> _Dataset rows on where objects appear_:
* * * *
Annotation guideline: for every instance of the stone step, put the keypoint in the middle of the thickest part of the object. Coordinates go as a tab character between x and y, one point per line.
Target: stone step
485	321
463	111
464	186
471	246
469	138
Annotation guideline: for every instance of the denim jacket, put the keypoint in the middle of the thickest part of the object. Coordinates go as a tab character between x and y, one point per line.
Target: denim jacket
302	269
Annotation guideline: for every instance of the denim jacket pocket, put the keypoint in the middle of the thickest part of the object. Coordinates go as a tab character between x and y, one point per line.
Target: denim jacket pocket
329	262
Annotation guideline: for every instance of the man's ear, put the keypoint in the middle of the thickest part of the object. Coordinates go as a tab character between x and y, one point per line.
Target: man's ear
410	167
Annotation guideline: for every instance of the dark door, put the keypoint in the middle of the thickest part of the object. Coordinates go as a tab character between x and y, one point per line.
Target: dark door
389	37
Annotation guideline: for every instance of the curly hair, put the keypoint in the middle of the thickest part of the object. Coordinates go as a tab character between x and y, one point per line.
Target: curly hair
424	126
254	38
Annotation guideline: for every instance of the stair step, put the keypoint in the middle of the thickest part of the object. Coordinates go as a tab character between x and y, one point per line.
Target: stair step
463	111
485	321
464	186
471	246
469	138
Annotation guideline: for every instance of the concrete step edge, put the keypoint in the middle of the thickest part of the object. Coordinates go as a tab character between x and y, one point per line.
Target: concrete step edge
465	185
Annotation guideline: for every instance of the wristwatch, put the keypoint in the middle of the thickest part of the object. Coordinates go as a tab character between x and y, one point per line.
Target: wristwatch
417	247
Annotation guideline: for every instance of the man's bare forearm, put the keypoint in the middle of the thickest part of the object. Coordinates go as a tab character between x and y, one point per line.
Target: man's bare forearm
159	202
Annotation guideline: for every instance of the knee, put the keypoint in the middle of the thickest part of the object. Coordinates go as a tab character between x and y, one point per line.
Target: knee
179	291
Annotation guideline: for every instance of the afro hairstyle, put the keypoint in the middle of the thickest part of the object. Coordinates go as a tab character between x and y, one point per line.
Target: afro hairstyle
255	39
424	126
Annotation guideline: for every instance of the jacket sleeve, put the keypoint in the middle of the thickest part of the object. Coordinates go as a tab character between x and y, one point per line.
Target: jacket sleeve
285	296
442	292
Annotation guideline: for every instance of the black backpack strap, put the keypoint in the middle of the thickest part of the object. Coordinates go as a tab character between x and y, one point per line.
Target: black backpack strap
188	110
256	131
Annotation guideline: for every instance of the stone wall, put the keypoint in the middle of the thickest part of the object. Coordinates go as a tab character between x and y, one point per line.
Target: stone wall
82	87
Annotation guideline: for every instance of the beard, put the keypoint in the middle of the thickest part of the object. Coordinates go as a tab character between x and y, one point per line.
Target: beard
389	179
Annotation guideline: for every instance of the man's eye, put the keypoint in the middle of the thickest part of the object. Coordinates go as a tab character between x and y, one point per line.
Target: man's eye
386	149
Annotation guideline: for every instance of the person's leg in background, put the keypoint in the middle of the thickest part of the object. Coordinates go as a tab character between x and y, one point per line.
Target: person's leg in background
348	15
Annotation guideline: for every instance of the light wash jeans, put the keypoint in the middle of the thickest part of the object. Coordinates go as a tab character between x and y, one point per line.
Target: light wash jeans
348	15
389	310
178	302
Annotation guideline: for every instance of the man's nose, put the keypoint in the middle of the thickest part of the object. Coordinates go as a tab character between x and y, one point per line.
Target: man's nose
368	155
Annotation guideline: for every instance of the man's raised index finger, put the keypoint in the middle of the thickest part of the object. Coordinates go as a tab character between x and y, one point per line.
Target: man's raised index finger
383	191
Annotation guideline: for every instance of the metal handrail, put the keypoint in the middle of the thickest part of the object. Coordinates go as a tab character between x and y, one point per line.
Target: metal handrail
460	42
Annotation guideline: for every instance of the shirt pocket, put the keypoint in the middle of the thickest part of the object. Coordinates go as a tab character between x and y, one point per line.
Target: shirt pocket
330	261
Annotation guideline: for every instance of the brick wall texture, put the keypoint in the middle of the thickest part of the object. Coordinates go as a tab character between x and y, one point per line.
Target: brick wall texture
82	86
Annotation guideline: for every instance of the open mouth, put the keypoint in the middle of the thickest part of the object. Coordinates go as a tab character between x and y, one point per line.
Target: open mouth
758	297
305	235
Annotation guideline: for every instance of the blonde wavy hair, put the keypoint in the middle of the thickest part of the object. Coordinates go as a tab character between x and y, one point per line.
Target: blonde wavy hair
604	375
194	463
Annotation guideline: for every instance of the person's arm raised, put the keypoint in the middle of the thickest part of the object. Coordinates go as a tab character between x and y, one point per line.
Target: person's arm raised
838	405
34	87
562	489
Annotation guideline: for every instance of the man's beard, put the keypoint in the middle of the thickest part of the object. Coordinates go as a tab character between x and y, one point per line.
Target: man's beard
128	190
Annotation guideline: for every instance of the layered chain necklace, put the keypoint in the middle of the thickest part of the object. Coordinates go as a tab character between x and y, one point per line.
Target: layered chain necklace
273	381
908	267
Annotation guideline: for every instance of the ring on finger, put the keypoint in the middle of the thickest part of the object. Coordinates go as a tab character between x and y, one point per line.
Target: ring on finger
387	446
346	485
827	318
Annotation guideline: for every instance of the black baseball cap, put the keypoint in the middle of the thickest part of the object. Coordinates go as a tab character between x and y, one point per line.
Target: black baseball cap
* * * *
Repeat the lines from the one containing "Annotation guideline: for every instance of the man's beard, put" through the end of the listing, exactly and without any other lines; both ends are included.

> _Solution for this task_:
Annotation guideline: for every instance of the man's beard, put the keypoint in the middle of the thickest part of the object. Coordinates go as a tab character between x and y, one point per line.
Target: man's beard
128	190
Annotation guideline: for every instance of the layered chain necklace, put the keypoint in the middle of the thickest part of the object. Coordinates go as a tab character between x and y, one point per line.
Target: layered chain necklace
273	381
908	267
Annotation guideline: for every instance of the ring on finger, put the keypoint in the middle of the thickest part of the object. Coordinates go as a tab character between x and y, one point per line.
Target: ring on finger
387	446
346	485
827	318
Annotation guideline: for every instance of the black baseball cap, put the keypoint in the middle of the thickest part of the object. Coordinates go as a tab character between x and y, one point per line.
Target: black baseball cap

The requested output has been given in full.